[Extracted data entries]

▼

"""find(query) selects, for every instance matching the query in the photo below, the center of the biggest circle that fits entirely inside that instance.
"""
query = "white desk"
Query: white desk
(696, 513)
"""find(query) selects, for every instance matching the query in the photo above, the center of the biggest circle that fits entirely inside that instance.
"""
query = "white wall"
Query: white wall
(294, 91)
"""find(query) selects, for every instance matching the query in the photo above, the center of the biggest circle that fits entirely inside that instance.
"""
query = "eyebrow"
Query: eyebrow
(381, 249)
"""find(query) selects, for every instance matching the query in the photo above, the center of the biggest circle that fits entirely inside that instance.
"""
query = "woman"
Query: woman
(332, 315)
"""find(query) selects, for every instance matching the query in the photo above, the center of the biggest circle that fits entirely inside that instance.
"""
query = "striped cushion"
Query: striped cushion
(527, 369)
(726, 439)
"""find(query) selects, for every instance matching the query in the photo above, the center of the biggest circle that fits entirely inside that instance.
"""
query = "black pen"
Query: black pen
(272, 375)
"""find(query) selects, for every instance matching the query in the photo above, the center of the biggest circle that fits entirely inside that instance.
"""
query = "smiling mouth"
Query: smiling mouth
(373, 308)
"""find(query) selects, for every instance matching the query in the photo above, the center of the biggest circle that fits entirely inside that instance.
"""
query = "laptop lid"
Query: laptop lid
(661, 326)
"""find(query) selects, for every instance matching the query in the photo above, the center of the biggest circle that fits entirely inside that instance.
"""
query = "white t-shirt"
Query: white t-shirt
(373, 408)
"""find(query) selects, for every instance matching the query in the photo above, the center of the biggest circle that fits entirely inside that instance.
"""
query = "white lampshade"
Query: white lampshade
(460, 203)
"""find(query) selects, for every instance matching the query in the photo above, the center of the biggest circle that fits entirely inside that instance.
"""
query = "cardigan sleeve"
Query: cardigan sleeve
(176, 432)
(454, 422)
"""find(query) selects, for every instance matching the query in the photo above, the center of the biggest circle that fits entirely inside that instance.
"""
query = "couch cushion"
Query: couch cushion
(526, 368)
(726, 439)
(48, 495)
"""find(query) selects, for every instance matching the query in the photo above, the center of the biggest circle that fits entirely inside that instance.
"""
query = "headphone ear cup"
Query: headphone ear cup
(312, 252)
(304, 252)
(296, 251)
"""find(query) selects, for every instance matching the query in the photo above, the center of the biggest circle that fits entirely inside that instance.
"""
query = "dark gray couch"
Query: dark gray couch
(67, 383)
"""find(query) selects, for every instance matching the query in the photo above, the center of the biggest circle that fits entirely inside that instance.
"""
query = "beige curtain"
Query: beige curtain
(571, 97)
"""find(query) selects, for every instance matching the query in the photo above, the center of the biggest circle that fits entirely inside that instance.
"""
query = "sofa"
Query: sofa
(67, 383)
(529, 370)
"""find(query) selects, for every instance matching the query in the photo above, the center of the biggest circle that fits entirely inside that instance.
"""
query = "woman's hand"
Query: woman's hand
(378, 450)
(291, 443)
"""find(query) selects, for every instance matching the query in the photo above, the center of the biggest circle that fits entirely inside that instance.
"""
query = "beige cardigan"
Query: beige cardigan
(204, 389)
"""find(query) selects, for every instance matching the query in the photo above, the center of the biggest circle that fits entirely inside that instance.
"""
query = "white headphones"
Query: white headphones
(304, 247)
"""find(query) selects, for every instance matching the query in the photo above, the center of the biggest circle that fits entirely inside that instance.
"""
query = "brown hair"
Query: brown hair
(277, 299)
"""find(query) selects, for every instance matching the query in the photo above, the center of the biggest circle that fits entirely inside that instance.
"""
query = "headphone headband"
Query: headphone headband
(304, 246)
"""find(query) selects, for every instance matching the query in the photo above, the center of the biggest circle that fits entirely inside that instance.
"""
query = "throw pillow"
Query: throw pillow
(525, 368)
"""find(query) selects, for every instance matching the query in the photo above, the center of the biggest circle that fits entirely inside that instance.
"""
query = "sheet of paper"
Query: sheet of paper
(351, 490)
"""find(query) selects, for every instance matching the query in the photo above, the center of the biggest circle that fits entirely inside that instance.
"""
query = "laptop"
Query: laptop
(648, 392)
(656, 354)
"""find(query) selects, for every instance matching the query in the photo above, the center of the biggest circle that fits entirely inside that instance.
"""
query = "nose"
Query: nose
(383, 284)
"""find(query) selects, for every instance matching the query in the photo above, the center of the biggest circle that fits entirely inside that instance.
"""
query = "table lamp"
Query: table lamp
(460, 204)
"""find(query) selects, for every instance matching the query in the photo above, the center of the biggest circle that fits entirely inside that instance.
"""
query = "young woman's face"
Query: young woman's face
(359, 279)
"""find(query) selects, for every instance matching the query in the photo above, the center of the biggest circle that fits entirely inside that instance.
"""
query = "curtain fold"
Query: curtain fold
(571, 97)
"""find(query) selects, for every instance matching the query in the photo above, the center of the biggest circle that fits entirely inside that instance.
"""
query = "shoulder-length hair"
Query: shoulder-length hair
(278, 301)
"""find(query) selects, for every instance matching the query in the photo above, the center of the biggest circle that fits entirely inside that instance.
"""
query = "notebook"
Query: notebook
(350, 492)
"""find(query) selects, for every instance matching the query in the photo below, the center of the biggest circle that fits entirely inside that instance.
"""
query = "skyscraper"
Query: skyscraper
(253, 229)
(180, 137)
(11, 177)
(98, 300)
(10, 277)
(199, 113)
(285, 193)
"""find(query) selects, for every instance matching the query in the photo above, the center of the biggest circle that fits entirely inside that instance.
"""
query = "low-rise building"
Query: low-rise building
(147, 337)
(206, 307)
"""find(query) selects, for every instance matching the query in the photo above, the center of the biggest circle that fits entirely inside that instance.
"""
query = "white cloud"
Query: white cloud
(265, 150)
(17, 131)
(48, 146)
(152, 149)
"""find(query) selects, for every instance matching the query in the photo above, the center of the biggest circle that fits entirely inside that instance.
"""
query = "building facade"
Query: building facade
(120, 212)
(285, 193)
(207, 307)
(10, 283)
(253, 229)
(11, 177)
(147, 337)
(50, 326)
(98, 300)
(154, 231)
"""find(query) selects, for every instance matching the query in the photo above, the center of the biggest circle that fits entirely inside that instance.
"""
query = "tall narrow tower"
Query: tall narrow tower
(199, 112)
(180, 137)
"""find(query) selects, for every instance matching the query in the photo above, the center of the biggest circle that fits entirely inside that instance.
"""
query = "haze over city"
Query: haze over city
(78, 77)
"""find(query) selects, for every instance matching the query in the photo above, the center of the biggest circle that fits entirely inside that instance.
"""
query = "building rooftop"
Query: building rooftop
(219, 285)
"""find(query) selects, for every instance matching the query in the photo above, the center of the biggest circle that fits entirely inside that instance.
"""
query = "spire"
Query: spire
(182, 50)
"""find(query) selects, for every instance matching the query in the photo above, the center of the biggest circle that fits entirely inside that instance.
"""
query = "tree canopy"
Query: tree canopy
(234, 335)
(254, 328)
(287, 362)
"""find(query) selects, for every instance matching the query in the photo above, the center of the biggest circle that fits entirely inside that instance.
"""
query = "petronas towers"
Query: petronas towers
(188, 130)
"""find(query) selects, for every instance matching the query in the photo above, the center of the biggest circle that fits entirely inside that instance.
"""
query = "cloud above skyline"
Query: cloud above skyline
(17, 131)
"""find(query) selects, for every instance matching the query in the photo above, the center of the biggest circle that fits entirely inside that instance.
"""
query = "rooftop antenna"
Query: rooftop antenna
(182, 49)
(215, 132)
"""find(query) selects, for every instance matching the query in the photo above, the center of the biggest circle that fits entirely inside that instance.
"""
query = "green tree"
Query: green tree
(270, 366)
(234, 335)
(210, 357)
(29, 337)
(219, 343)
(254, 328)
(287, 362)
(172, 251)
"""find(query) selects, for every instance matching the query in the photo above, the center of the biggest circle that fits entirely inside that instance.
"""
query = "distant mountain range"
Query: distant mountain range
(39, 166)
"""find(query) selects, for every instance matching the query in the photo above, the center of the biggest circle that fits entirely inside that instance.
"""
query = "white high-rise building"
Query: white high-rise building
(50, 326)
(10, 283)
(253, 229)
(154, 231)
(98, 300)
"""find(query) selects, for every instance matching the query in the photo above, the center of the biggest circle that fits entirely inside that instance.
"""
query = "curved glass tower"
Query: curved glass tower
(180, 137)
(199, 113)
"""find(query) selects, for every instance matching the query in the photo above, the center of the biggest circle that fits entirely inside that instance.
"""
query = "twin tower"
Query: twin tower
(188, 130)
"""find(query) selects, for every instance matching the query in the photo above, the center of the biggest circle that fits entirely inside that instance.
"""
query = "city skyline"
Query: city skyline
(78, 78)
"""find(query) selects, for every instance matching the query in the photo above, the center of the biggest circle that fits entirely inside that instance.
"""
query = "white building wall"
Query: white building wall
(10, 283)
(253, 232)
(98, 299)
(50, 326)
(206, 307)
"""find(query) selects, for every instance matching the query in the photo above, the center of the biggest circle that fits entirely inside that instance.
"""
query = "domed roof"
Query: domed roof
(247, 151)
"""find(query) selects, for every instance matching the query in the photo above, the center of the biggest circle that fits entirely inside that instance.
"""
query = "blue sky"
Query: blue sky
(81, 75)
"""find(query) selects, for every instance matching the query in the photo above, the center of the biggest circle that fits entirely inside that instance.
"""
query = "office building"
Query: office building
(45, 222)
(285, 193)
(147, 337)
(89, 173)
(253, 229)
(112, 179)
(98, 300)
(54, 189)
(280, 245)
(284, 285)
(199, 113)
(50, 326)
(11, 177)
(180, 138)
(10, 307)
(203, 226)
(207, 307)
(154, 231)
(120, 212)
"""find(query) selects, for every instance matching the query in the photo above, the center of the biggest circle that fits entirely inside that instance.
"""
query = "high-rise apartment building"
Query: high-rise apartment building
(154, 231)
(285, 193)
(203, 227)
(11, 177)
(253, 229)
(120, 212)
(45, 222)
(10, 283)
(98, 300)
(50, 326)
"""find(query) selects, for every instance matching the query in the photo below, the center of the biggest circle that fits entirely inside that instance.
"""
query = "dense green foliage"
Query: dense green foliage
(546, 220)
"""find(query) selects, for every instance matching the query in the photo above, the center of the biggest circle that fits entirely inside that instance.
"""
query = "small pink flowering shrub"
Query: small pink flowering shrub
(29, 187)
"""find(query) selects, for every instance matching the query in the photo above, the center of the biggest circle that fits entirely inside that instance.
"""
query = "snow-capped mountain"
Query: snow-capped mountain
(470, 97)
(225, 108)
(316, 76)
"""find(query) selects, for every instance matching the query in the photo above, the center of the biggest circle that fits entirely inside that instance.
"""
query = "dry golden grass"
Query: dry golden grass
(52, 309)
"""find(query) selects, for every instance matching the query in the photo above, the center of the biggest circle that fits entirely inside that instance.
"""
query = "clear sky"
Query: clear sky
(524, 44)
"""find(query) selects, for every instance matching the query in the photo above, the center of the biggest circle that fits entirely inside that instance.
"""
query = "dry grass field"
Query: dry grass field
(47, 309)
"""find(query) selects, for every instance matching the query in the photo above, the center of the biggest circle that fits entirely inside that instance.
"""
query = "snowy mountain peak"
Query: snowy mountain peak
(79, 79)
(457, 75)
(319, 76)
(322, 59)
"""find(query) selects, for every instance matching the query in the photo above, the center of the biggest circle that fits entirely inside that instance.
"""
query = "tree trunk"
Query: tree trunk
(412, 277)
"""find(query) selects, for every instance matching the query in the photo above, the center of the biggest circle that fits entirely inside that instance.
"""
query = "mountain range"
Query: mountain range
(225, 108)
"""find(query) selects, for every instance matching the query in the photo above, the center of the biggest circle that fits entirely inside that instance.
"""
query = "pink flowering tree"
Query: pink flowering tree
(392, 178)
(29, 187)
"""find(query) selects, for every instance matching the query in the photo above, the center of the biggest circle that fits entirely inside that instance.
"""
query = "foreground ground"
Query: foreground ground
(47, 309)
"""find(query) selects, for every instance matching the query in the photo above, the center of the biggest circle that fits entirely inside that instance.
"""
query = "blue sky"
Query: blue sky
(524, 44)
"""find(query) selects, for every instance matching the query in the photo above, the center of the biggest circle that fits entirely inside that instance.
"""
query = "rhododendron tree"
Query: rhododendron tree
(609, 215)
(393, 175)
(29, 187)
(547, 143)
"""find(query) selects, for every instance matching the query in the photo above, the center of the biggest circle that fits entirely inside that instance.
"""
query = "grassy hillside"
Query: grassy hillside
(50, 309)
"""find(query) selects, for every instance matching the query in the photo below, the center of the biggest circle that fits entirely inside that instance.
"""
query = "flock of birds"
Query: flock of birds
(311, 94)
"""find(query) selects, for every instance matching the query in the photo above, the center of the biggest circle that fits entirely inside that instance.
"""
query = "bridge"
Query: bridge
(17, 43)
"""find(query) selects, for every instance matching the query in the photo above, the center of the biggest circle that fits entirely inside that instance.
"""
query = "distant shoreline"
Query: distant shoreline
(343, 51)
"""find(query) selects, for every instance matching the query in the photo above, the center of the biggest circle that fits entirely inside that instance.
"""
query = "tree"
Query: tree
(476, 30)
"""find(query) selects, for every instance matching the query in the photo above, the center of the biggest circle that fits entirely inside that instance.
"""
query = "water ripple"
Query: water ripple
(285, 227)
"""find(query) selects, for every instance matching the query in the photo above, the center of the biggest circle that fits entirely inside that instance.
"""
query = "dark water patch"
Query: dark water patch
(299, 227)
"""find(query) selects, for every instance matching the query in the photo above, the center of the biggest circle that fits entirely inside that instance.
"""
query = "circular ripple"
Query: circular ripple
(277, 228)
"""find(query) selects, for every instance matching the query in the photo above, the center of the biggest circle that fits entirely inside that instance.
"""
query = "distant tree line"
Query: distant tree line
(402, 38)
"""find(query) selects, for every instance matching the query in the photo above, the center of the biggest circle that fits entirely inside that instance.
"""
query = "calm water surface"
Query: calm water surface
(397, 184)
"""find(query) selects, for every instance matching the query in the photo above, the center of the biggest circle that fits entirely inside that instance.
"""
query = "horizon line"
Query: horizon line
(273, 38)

▲

The line with "Query: distant tree line" marks where to start. Transcribe from there through the final line of the records, exactly and with nothing added.

_RESPONSE BOX_
Query: distant tree line
(402, 38)
"""find(query) selects, for every instance matching the query in the photo above, the center of the biggest circle that fits entirely inside that instance.
"""
query = "calm water surface"
Query: calm water surface
(397, 184)
"""find(query) selects, for every instance matching the query in the photo above, the center of the biggest circle that fits entirely inside that instance.
"""
query = "horizon line"
Query: horizon line
(273, 38)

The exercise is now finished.